======== Text to read

# adoption in dissolution of marriage papers



## tony8404 (Sep 16, 2009)

In my dissolution of marriage papers I see that it states if I remarry or if she remarries that the kids do not have to call the new person mom or dad. 

What worries me now is that I see nothing saying I have my right to say yes or no to an adoption or if she remarries the new man can adopt my daughters. Or if he can adopt without my yes or no or signing the paperwork.

Does anyone know if it is automatically my right to sign papers or reject them if adoption ever comes up? Not sure if there needs to be a paragraph in the papers stating that is my right to say yes or no


----------



## SecondTime'Round (Jan 15, 2015)

Your kids cannot be adopted by anyone unless you terminate your parental rights. This really has nothing to do with a marriage dissolution, so the answer if no, there does not need to be verbiage in the papers about this.


----------



## EVG39 (Jun 4, 2015)

SecondTime'Round said:


> Your kids cannot be adopted by anyone unless you terminate your parental rights. This really has nothing to do with a marriage dissolution, so the answer if no, there does not need to be verbiage in the papers about this.


Absolutely correct.


----------



## tony8404 (Sep 16, 2009)

thank you for that big relief off me


----------



## EleGirl (Dec 3, 2011)

tony8404 said:


> In my dissolution of marriage papers I see that it states if I remarry or if she remarries that the kids do not have to call the new person mom or dad.
> 
> What worries me now is that I see nothing saying I have my right to say yes or no to an adoption or if she remarries the new man can adopt my daughters. Or if he can adopt without my yes or no or signing the paperwork.
> 
> Does anyone know if it is automatically my right to sign papers or reject them if adoption ever comes up? Not sure if there needs to be a paragraph in the papers stating that is my right to say yes or no


I would guess that they also do not say that she has a right to say yes or no to adoption. 

Like the others said, that's because no one can adopt your children without your express permission. Most courts will not even if you (or she) wanted to let a future spouse adopt your child as long as you are alive. Just about the only case where it can happen is if it's been proven in court that you (or she) is a truly bad parent who is a danger to the child.


----------

================
======== Dataset entries

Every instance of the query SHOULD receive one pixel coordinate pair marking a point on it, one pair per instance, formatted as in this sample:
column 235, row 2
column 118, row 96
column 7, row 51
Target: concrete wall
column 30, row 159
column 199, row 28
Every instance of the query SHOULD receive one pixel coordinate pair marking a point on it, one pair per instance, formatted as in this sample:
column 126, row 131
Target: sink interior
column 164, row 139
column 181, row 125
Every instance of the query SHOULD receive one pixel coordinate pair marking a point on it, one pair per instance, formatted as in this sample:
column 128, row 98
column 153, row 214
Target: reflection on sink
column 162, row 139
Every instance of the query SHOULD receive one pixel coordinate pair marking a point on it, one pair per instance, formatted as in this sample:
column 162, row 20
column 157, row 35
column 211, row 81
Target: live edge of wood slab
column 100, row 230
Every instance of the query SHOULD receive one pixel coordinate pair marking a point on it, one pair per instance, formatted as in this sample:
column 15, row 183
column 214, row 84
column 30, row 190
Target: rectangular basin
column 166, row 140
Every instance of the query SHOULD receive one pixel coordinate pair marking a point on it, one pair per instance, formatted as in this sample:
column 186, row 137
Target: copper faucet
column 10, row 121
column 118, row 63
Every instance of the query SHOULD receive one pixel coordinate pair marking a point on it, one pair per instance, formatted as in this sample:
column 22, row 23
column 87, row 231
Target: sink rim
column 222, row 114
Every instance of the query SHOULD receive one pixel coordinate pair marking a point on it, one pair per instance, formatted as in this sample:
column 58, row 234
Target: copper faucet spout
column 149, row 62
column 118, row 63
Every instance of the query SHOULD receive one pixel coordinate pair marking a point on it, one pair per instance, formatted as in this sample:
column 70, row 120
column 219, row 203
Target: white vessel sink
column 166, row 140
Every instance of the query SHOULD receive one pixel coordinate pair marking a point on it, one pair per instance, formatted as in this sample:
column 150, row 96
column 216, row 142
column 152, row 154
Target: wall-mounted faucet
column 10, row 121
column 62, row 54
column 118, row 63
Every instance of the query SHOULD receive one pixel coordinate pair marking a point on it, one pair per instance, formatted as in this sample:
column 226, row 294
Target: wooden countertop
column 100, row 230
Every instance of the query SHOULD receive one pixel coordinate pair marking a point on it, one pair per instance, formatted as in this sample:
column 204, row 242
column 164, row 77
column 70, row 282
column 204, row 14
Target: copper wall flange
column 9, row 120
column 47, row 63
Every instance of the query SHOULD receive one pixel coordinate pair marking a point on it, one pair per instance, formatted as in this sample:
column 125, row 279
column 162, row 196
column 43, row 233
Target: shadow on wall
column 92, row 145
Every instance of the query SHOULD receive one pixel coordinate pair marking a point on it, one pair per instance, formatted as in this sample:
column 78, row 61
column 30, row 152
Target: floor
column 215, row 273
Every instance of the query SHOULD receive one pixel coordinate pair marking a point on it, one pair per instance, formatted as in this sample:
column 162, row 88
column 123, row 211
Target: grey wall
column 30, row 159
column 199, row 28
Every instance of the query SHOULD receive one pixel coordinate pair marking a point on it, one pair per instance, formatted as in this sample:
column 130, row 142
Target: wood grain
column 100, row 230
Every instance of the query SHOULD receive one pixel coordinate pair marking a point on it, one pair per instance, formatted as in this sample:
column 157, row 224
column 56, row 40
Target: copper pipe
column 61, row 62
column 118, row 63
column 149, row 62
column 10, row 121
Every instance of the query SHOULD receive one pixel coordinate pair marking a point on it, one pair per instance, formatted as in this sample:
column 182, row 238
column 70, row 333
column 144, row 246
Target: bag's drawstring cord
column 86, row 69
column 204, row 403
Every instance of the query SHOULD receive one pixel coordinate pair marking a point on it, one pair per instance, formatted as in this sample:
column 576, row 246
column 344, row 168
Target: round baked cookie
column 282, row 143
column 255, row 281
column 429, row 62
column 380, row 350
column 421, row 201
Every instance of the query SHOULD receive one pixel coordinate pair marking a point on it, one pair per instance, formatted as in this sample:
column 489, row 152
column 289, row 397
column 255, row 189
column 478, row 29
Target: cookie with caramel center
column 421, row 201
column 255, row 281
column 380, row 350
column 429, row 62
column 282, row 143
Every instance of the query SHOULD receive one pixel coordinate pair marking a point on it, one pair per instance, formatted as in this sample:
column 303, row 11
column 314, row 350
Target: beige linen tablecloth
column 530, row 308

================

→ **Complete the following**:
• A. In the adoption thread, repeat the passage starting at "Like the others" and ending at "to the child.".
• B. According to the adoption thread, why doesn't the dissolution of marriage paperwork need a paragraph about the father's right to approve or refuse an adoption? Answer in one to three sentences.
• C. In the adoption thread, what do the first poster's dissolution papers say about the children if either parent remarries?
You won't need the records for any of this.

→ **Answers to the exercise**:
• A.
Like the others said, that's because no one can adopt your children without your express permission. Most courts will not even if you (or she) wanted to let a future spouse adopt your child as long as you are alive. Just about the only case where it can happen is if it's been proven in court that you (or she) is a truly bad parent who is a danger to the child.

• B. The paperwork doesn't need it because nobody can adopt the children unless the father's parental rights are terminated. That matter has nothing to do with ending the marriage, so the papers don't need to say anything about it.

• C. The children do not have to call the new spouse mom or dad.